_About this task:_
For each statement below, say yes or no to whether it agrees with the piece on grief, and quote the words from the piece that settle it. 1. Grief eventually leaves a person for good. 2. Buying adaptive equipment can be one of the times grief comes back. 3. Being hit by grief suddenly is a sign of unraveling.

_Source passage:_
#####

Grief

Grief is a strange thing. It comes at you when you least expect it. You think that you’re ok until you’re suddenly not. As awkward and uncomfortable as these moments can be, they are completely normal and ok. It’s not a sign that you’re unraveling. 

I had to remind myself of that today. I as grocery shopping and there was this little teapot flower pot with a small red flower planted in it. When I saw it I thought to myself that I should buy that for my Grandmother because she would love it. Then reality caught up with me and I was struck with the grief of her death. So, there I was in the grocery store, holding this little pot and crying. 

That’s how it is. Something will remind us of the person or the thing that we are grieving and the emotions come at us all over again. Grief is something that never really leaves you. It washes over you in waves. There are times that the tide is high and the feelings seem unbearable, like you might drown in them. Then the tide goes out and you feel like you’re alright, like maybe the grieving is finally done.  

When you have a chronic illness, you engage in grieving. You grieve for the healthy body you can no longer have, the independence and freedom you’ve lost, the jobs you can no longer take, the dreams that have slipped away and so much more. Like all grieving, this will come in waves.  

The first crashing wave hits when you are first diagnosed and told that you’re never going to get better. You struggle with the idea of what this means, adjust to this new image of yourself and get on with your life. But there will be other waves. Buying adaptive equipment can be one of these times. While it is freeing to now own something that will help you better function in your life, it is also a physical reminder of everything you’re grieving.

#####

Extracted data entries
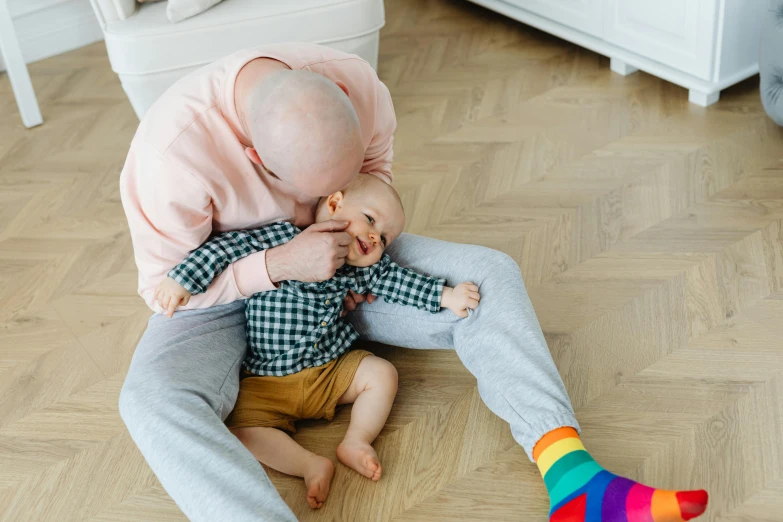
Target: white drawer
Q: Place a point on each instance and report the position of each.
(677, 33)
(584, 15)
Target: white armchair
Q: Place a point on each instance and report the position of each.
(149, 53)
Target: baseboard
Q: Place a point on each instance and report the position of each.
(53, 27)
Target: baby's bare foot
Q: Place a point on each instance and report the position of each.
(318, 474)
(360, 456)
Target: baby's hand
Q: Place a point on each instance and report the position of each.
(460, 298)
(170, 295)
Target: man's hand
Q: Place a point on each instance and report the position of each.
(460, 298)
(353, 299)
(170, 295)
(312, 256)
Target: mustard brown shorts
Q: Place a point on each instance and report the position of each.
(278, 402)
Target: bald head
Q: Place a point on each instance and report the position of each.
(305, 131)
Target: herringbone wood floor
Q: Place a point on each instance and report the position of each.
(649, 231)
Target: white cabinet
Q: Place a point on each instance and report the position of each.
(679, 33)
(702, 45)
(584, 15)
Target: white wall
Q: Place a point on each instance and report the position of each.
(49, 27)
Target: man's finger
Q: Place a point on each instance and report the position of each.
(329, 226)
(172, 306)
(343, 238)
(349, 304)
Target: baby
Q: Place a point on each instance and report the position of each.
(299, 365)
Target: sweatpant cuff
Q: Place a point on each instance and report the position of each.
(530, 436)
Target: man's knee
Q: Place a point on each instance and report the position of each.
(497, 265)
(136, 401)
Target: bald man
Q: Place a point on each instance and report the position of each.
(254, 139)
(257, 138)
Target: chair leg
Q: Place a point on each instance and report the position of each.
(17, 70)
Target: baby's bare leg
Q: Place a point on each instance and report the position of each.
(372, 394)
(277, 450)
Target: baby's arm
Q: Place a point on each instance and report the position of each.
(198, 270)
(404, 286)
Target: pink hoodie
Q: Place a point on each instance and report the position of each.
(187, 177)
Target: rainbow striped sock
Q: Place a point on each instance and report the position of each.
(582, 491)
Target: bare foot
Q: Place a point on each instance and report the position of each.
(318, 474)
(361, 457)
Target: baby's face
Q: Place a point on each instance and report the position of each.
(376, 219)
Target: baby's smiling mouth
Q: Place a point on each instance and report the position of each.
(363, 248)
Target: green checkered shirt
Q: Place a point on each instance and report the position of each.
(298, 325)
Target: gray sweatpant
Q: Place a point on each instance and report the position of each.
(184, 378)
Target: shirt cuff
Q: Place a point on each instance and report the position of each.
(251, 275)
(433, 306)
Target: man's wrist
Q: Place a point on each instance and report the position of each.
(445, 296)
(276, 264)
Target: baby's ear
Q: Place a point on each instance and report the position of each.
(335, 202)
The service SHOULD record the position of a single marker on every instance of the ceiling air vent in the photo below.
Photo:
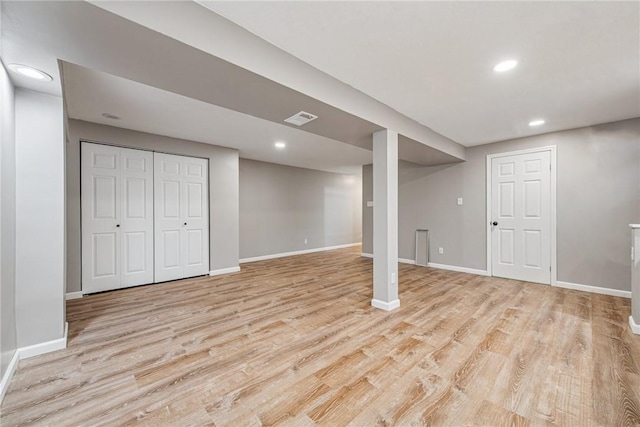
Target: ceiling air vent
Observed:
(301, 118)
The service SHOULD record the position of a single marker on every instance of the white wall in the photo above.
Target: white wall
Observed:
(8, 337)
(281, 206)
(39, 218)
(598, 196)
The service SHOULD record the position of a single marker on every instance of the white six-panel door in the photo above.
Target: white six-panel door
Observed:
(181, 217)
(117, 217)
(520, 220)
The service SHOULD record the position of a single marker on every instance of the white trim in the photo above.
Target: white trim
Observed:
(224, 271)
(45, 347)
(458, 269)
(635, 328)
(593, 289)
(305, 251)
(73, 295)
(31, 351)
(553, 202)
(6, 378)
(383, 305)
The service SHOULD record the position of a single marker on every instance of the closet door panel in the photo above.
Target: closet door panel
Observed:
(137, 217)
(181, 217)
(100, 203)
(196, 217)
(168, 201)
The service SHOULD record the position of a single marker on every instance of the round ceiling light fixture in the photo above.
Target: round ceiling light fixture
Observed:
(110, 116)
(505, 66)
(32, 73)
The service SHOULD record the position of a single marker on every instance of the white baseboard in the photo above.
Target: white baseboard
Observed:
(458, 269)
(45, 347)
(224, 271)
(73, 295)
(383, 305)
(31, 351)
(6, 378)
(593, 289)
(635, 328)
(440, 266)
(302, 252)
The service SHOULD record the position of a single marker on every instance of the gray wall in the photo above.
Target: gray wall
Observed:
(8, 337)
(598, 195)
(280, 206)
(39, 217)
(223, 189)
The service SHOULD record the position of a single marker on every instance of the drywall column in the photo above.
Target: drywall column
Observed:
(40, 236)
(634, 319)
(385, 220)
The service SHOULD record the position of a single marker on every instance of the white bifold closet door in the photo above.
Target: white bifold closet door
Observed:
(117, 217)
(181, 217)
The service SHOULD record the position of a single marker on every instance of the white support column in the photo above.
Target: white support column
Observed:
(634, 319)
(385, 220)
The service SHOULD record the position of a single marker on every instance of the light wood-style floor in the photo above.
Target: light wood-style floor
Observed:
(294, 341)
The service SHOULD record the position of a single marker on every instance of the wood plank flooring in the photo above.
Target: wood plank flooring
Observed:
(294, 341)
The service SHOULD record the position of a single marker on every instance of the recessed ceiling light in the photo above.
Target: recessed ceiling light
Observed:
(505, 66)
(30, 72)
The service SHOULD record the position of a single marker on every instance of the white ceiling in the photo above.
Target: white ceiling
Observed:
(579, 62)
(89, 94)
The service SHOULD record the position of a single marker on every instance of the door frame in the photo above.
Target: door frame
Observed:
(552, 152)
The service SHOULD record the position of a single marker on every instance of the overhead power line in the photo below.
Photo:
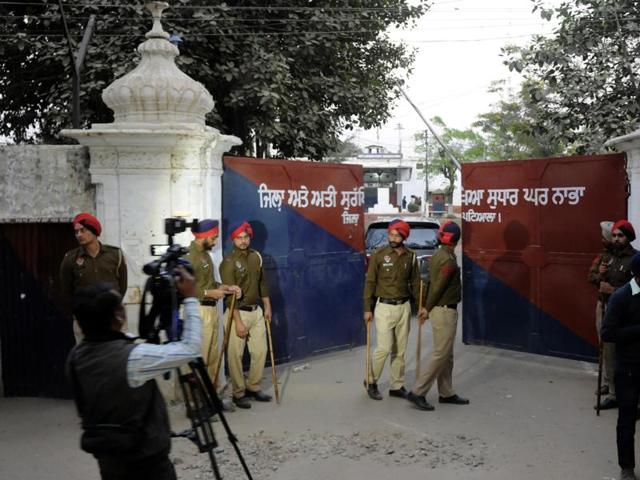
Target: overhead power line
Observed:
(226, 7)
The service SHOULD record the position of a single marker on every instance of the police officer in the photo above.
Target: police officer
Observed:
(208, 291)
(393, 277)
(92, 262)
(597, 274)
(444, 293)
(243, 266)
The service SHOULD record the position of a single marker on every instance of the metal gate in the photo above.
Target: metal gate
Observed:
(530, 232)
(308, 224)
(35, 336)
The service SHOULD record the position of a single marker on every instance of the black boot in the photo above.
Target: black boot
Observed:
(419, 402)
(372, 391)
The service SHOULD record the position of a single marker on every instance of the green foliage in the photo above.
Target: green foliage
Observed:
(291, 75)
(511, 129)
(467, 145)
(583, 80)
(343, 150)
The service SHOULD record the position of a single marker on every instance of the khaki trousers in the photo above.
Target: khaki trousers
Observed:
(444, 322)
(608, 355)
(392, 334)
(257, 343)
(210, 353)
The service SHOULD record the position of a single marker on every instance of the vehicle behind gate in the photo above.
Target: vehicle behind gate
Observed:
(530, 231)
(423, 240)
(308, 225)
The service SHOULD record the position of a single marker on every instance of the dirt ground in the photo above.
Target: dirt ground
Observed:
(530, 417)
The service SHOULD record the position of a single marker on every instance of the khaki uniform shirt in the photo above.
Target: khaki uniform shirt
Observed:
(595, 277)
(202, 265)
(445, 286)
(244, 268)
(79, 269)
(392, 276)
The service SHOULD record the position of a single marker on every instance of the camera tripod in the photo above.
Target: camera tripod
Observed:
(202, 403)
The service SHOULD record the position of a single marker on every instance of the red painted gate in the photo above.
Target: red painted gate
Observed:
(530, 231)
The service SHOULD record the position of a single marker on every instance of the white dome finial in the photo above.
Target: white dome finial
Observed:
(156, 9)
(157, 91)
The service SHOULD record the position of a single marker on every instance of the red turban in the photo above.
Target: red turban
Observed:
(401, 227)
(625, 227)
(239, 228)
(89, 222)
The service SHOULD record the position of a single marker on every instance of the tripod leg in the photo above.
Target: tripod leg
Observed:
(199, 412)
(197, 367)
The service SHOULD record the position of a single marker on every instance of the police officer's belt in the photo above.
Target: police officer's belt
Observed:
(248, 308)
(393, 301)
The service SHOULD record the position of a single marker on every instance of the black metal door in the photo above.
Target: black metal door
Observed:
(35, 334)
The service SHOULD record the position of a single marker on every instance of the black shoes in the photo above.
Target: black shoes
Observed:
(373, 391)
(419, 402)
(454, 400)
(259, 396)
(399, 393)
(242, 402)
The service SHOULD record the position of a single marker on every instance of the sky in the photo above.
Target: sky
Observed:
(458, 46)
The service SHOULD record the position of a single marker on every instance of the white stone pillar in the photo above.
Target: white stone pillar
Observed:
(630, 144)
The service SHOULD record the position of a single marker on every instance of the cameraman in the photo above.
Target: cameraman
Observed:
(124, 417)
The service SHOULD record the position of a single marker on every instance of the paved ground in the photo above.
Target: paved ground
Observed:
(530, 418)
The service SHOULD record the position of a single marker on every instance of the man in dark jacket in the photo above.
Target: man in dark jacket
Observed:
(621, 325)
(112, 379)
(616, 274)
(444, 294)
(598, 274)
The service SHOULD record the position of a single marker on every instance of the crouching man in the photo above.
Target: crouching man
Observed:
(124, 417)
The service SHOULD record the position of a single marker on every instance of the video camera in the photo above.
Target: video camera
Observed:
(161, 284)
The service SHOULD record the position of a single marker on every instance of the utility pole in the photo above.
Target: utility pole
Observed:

#####

_Finished task:_
1. No: "Grief is something that never really leaves you."
2. Yes: "Buying adaptive equipment can be one of these times."
3. No: "It’s not a sign that you’re unraveling."